§ **Предоставленный отрывок**:
======
Мое строительство в конце 18 века затеял статс - секретарь Екатерины Второй - Григорий Козицкий. Мужчина чувственный, возвышенный, интеллигентный. Для государыни переводил Овидия и Свифта. Водил дружбу с Ломоносовым и Сумароковым. 

В 47 лет Григорий Васильевич женился на молодой бойкой и задорной барышне  - Екатерине Мясниковой. Девушка была дочерью богатого симбирского купца и промышленника Ивана Мясникова. Вместе с женой Козицкий получил в приданое два завода и 19 тысяч душ крепостных. Еще и императрица по случаю свадьбы пожаловала своему любимчику - Григорию Васильевичу 10 тысяч рублей - огромные деньги по тем временам. Пара, нужно сказать, сложилась прекрасная. Муж не мог надышаться на юную супругу, а Катенька, выросшая в провинции, внимала каждому слову ученого мужа.  В 1971 году прогремела свадьба, в 72-ом на свет появилась первая дочка - Сашенька, в 73- вторая - Аня. Казалось бы, живи и радуйся. 

Козицкий, переполненный благостными чувствами, задумал сделать роскошный презент супруге, благо финансы позволяли. И этим подарком должен был стать был я. Григорий Васильевич выбрал место для стройки в самом центре столицы, на Тверской. Знал, что Катеньке нравится шумная светская Москва. Любила она гостей встречать, как завороженная слушала стихи, а от некоторых, бывало, даже и плакала. Где ж еще принимать посетителей, как не на Тверской, в двух шагах от Кремля? Работа закипела. Однако беда пришла, откуда не ждали. Видимо, от того, что все у него есть, и жизнь в достатке, и красивая супруга, и детки, впал Григорий Васильевич в апатию. Вроде, всю жизнь к чему-то стремился, добивался каких-то высот, от скромного беспоместного дворянина прошел путь до приближенного императрицы, а тут - вот незадача, и желать больше нечего. Тонкая душевная организация Козицкого требовала переживаний и мук, духовных терзаний - да откуда ж им взяться, коли все ладно и хорошо. 

Забросил Козицкий государственную службу, стал у себя в комнате запираться, халат домашний сутками не снимал. А в один из вечеров ни с того ни с сего схватился за нож - и, откуда только такая сила, нанес себе 34 удара! Умер он сразу же, на месте. Прибывший врач только развел руками, мол, загадочная это болезнь - меланхолия. Был человек - и нет. 

После смерти Григория Васильевича строительство нового дома остановилось на несколько лет. 

Одному Богу известно, сколько Катенька слез пролила. Непонятно ей было, почему супруг решил разрушить их счастливую жизнь, почему схватился за нож? 

ЗНАТНАЯ ВДОВА

На хрупкие плечи Екатерины свалились все домашние и житейские хлопоты. Но ей-то не привыкать. Недаром в семье промышленника выросла. Первым делом Екатерина Козицкая взялась за меня -решила достроить дом. Ведь я был последней призрачной ниточкой, которая связывала Катеньку с супругом. Для нее Григорий старался, когда начал меня возводить. О любимой думал. Порадовать хотел.

Правда, сделал немного - фундамент и стены, да и те - наполовину. 

По сути, Екатерине пришлось начинать все сначала. Дама она была с амбициями. Для строительства пригласила самого именитого и дорогого архитектора того времени - Матвея Казакова.
======
§ **Сведения**:

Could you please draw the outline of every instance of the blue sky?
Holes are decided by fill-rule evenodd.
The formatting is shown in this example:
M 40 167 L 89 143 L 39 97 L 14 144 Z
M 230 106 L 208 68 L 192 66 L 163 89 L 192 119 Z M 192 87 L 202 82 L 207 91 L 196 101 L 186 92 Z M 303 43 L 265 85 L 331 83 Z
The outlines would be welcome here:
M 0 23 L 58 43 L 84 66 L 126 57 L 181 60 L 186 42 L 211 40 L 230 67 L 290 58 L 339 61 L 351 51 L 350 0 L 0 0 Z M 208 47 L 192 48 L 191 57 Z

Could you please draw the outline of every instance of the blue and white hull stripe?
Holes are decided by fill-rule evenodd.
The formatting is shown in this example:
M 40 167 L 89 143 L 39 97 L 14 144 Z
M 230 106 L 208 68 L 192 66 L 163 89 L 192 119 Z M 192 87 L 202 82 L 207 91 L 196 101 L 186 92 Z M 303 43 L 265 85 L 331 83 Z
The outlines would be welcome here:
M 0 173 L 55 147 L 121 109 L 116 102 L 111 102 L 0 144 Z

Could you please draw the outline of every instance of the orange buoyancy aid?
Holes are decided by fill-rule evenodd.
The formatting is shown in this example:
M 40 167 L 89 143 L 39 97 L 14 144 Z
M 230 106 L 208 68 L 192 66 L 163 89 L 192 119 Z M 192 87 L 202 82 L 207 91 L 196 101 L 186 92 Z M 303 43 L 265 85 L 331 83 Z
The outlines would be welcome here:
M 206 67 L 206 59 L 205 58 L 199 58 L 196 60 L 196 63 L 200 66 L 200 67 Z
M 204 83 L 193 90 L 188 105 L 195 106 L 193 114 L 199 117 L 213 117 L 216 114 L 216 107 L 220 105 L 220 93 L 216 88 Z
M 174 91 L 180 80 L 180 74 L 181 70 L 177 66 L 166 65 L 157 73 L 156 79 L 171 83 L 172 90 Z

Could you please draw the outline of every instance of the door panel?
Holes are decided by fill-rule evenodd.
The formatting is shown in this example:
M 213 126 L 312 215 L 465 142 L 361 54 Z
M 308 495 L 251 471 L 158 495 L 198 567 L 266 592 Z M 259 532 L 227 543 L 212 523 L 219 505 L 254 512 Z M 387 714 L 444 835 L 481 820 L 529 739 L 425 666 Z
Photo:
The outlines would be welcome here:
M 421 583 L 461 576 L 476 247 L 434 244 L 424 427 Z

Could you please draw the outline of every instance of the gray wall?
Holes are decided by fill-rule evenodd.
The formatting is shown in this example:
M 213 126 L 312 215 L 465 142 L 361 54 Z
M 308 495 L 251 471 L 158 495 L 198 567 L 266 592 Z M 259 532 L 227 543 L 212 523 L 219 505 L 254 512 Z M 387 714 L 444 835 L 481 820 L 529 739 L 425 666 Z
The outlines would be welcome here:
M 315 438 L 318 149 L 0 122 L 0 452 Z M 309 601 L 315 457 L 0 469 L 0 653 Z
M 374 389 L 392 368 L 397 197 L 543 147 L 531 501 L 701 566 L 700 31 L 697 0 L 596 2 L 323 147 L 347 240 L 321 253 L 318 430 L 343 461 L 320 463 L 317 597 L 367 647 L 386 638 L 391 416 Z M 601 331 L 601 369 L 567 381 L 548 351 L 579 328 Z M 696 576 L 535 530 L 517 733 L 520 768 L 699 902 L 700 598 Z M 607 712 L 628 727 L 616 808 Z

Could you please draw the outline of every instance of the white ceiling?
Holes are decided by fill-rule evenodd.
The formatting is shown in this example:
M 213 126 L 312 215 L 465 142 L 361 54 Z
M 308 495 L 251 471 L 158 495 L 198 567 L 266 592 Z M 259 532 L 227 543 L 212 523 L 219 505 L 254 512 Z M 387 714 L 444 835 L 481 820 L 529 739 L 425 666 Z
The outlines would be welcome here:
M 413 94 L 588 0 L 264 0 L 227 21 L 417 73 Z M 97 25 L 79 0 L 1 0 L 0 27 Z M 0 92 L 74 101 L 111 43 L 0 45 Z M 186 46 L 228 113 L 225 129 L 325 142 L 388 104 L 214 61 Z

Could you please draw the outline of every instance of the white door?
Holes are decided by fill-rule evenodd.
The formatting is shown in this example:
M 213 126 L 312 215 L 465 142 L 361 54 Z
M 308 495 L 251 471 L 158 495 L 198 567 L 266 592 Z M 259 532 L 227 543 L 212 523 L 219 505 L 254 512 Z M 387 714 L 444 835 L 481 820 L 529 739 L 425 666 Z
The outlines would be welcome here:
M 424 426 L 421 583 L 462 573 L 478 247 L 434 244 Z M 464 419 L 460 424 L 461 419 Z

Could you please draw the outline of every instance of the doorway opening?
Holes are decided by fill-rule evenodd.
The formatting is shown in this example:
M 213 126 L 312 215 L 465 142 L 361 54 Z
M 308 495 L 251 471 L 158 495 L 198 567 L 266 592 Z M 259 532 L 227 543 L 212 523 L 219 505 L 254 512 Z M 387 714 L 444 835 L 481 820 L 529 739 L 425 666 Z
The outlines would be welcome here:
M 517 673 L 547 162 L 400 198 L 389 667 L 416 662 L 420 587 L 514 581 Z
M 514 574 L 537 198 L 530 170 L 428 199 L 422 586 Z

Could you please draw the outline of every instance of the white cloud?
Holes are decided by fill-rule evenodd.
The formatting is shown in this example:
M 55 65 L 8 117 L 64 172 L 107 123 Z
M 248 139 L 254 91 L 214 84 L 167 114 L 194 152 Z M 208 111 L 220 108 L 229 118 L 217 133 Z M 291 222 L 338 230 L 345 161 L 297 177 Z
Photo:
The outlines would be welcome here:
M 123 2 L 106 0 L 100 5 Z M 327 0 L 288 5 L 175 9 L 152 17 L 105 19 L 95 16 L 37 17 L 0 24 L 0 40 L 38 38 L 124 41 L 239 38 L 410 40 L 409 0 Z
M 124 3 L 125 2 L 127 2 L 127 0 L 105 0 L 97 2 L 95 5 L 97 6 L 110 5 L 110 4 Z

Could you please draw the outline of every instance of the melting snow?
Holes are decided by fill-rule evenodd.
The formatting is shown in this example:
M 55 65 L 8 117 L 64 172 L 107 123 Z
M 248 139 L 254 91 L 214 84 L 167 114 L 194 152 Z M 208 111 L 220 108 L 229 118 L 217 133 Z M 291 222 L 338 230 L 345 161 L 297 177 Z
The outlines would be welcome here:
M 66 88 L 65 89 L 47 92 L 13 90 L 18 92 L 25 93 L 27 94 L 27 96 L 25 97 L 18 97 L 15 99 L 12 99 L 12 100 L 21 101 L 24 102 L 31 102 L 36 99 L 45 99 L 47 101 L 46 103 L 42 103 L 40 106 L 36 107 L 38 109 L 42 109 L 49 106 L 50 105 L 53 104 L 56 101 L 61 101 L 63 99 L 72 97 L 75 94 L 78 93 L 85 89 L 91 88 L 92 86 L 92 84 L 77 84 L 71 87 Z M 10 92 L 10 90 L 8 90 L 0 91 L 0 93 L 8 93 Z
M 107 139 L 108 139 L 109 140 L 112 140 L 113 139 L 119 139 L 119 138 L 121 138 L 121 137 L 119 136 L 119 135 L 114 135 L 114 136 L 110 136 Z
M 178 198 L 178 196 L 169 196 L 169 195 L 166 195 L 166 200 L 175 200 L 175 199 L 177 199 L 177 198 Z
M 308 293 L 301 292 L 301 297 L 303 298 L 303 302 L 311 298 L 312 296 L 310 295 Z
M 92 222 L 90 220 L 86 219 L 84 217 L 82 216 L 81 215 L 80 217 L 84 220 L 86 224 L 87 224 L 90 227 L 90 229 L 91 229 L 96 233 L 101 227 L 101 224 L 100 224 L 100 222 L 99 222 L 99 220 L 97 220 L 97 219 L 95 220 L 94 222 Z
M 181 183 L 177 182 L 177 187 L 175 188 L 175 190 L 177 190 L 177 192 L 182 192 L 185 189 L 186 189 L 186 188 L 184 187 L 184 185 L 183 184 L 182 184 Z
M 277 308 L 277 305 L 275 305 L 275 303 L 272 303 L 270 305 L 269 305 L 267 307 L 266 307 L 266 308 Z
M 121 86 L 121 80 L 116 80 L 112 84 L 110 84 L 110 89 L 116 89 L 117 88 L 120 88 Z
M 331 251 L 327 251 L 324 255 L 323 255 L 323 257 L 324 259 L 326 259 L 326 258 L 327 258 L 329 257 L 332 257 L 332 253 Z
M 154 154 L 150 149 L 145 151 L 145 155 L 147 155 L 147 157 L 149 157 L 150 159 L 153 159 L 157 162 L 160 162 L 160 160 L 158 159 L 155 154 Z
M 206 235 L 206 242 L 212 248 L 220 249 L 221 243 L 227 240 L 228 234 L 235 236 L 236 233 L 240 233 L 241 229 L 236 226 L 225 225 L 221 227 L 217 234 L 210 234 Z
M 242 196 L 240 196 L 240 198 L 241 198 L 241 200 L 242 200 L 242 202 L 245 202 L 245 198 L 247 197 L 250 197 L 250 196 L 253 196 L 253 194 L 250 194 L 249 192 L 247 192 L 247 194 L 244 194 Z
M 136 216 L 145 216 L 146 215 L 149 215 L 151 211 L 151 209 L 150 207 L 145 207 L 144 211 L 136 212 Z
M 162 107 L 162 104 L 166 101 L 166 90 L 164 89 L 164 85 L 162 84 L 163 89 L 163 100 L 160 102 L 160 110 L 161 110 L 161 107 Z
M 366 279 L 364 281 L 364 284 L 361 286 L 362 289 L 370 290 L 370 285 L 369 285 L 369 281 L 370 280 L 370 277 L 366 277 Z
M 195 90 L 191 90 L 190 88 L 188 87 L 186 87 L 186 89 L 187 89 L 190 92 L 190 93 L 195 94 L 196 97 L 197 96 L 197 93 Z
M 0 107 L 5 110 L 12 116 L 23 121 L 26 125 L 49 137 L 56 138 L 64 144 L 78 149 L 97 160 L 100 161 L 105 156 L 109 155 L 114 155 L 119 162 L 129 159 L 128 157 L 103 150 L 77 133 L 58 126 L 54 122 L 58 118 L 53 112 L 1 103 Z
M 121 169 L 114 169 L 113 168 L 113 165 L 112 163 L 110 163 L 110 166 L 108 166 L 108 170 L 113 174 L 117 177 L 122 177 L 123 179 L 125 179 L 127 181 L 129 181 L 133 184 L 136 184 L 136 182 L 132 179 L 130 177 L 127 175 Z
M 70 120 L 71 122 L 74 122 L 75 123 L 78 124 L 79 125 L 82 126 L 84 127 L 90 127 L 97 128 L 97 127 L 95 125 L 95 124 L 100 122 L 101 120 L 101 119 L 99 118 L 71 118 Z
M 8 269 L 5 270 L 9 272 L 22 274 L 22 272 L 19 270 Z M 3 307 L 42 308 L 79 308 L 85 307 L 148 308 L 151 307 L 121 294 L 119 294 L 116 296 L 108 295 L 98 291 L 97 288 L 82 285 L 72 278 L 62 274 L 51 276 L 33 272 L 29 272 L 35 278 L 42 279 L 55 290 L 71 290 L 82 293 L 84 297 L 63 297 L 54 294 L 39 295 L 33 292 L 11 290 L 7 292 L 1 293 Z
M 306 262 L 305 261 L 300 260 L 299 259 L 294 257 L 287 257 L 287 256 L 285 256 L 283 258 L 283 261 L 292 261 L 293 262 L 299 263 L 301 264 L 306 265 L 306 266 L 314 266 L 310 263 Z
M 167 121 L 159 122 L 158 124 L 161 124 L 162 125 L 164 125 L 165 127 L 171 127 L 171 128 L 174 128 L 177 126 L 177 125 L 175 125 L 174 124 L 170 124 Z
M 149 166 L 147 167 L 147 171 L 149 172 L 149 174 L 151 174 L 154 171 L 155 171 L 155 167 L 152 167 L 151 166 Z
======
§ **Описание задания**: Продолжите рассказ от лица дома на Тверской о семье Козицких, начав сразу после слов «Матвея Казакова».

§ **Ответ на задание**:
Так что я с гордостью могу сказать, что мои стены возводили по проекту человека, который построил Петровский Дворец, Сенат Кремля, Дворянской Собрание, Московский Университет.

Годом своего рождения я считаю 1790-ый. Получился я на славу - добротный, модный, просторный. Было во мне три этажа, фасад выходил не во внутренний дворик, как было заведено у соседей, а на Тверскую. Его украшал восьмиколонный портик. На улицу выходили полукруглые окна. Рядом с ними была возведена арка для въезда экипажей во двор. Над ней установили фронтон с изображением герба семьи Козицких.

Матвей Казаков построил меня в стиле классицизма, который уже господствовал в Европе, но еще не добрался до России. Я был, как глоток свежего воздуха в Москве. И выделялся на фоне моих товарок - грузных аляпистых тетушек с узорчатыми наличниками, возведенных в стиле барокко.  

Прохожие восхищались моей лаконичной красотой: «Ах, какие четкие пропорции, какой изящный декор!»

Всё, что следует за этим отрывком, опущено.